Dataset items
[Start of section]
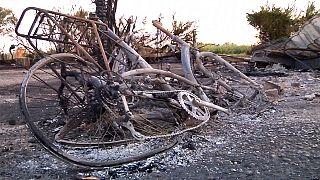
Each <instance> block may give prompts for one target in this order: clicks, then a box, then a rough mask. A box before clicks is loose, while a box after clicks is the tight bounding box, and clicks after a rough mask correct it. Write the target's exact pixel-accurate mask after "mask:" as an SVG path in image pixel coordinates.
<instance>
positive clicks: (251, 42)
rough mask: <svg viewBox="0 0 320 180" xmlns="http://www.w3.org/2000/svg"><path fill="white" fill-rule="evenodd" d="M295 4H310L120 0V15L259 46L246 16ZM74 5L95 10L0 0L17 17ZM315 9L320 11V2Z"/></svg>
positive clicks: (119, 9)
mask: <svg viewBox="0 0 320 180" xmlns="http://www.w3.org/2000/svg"><path fill="white" fill-rule="evenodd" d="M294 2H295V4H296V7H297V8H298V9H299V10H305V9H306V7H307V4H308V0H157V1H156V0H119V1H118V9H117V16H118V17H120V16H122V15H124V17H129V16H131V15H133V16H137V17H138V21H139V20H140V21H142V19H143V18H144V17H147V20H148V21H147V22H148V23H149V24H150V26H149V27H147V29H148V31H150V30H152V25H151V21H152V20H154V19H157V18H158V17H159V15H160V14H161V16H162V17H164V19H163V22H164V26H165V27H166V28H168V29H170V28H171V25H170V23H171V20H172V15H173V14H175V16H176V20H181V21H184V22H185V21H188V20H189V21H196V22H197V26H198V42H205V43H216V44H223V43H225V42H231V43H235V44H239V45H240V44H246V45H250V44H255V43H257V39H256V38H255V36H256V35H257V31H256V30H255V29H254V28H253V27H252V26H250V25H249V24H248V22H247V21H246V13H251V12H252V11H259V10H260V6H263V5H265V4H267V3H268V4H270V5H271V4H275V5H276V6H278V7H287V6H288V4H293V3H294ZM72 5H74V6H75V9H78V8H79V7H82V8H83V9H85V10H87V11H94V10H95V6H94V4H92V3H91V0H0V7H4V8H9V9H12V10H13V12H14V13H15V15H16V16H17V17H19V16H20V14H21V12H22V10H23V9H24V8H26V7H29V6H35V7H40V8H44V9H50V10H52V9H54V8H56V9H61V10H62V12H63V11H65V12H68V11H69V10H70V9H71V8H72ZM316 7H317V8H318V9H319V8H320V1H319V0H317V1H316ZM154 31H155V29H154ZM1 46H2V45H1V41H0V47H1Z"/></svg>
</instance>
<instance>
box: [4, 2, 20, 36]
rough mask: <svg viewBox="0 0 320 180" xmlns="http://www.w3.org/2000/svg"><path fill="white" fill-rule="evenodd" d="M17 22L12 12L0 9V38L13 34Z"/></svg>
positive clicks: (16, 19) (13, 14)
mask: <svg viewBox="0 0 320 180" xmlns="http://www.w3.org/2000/svg"><path fill="white" fill-rule="evenodd" d="M17 21H18V20H17V18H16V17H15V16H14V14H13V13H12V10H10V9H6V8H3V7H0V36H3V35H7V34H10V33H11V32H13V30H14V27H15V24H16V23H17Z"/></svg>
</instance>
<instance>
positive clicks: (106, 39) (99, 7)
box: [94, 0, 119, 67]
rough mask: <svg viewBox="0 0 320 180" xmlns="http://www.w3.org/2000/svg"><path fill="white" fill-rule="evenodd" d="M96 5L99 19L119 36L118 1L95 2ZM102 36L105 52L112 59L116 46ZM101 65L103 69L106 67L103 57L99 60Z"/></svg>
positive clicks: (103, 46) (104, 1)
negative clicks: (116, 21) (104, 23)
mask: <svg viewBox="0 0 320 180" xmlns="http://www.w3.org/2000/svg"><path fill="white" fill-rule="evenodd" d="M94 3H95V4H96V15H97V16H98V18H99V19H100V20H101V21H102V22H103V23H105V24H107V25H108V28H109V29H111V30H112V31H113V32H115V33H116V34H118V31H119V30H118V28H117V25H116V10H117V5H118V0H95V1H94ZM100 36H101V41H102V43H103V47H104V50H105V52H106V53H107V57H110V55H111V53H112V50H113V47H114V44H113V42H112V41H111V40H110V39H108V38H107V37H105V36H102V35H100ZM99 59H100V60H99V64H100V65H102V67H105V66H104V65H103V64H104V62H103V59H102V57H101V58H99Z"/></svg>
[End of section]
_Exercise directions:_
In the entries above, please find the line with "22L12 12L0 9V38L13" and the line with "box: [94, 0, 119, 67]", then write out exactly those two lines and every line between them, and nothing more.

_Reply to the exercise:_
rough mask: <svg viewBox="0 0 320 180" xmlns="http://www.w3.org/2000/svg"><path fill="white" fill-rule="evenodd" d="M17 22L12 12L0 9V38L13 34Z"/></svg>
positive clicks: (16, 19) (13, 14)
mask: <svg viewBox="0 0 320 180" xmlns="http://www.w3.org/2000/svg"><path fill="white" fill-rule="evenodd" d="M17 21H18V20H17V18H16V17H15V16H14V14H13V13H12V10H10V9H6V8H3V7H0V36H3V35H7V34H10V33H11V32H13V30H14V27H15V24H16V23H17Z"/></svg>
</instance>
<instance>
positive clicks: (106, 39) (99, 7)
box: [94, 0, 119, 67]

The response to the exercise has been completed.